• [OBJECTIVE] Please give the lines below as a JSON list of strings, with one string for each line. Skip any blank lines and leave the pictures out.

Position annotation lines:
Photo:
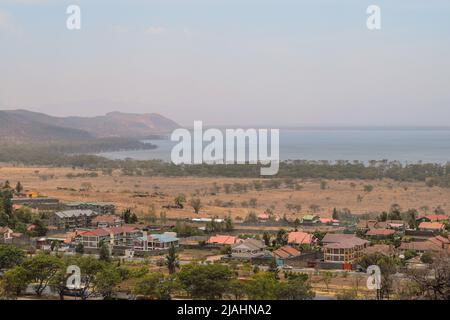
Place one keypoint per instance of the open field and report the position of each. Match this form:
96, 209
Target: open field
124, 191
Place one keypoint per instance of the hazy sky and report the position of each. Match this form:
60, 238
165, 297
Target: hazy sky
253, 62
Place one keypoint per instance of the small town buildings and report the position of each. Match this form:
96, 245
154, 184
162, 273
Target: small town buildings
300, 238
437, 218
310, 219
286, 252
6, 234
420, 247
380, 233
384, 249
72, 219
329, 221
441, 241
249, 248
222, 240
432, 227
398, 225
106, 221
116, 236
151, 242
101, 208
126, 238
343, 248
41, 203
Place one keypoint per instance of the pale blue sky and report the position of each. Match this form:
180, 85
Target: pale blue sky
253, 62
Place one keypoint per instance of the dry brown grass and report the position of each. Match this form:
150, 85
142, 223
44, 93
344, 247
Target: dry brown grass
119, 190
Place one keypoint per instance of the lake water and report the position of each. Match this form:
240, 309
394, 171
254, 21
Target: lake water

• [TASK RESPONSE]
[
  "Photo:",
  "Place one keypoint per instance of the open field and report the position of each. Match this form:",
  "96, 209",
  "Target: open field",
  "124, 191",
  "Place one keypoint per instance of the hazy sky and report the position of each. Match this form:",
  "60, 238",
  "165, 297",
  "Target: hazy sky",
  "253, 62",
  "Place one keypoint per instance of the small town buildings and report the position of each. Match this form:",
  "96, 245",
  "154, 184",
  "162, 273",
  "Target: small town buildings",
  "300, 238",
  "437, 218",
  "310, 219",
  "286, 252",
  "6, 234",
  "420, 247",
  "380, 233",
  "384, 249",
  "72, 219",
  "329, 221",
  "441, 241",
  "249, 248",
  "222, 240",
  "432, 227",
  "398, 225",
  "106, 221",
  "116, 236",
  "151, 242",
  "101, 208",
  "126, 238",
  "343, 248",
  "41, 203",
  "Place one keypoint per instance of the pale blue sky and report the position of each. Match this form:",
  "180, 85",
  "Target: pale blue sky",
  "253, 62",
  "Place one keypoint per instance of the dry brown grass and report the position of each. Match this form:",
  "150, 85",
  "142, 223",
  "44, 93",
  "344, 247",
  "Target: dry brown grass",
  "119, 190",
  "Place one keypoint per instance of the lake water and report the position of each. Match this form:",
  "240, 309",
  "394, 171",
  "254, 21",
  "Target: lake water"
]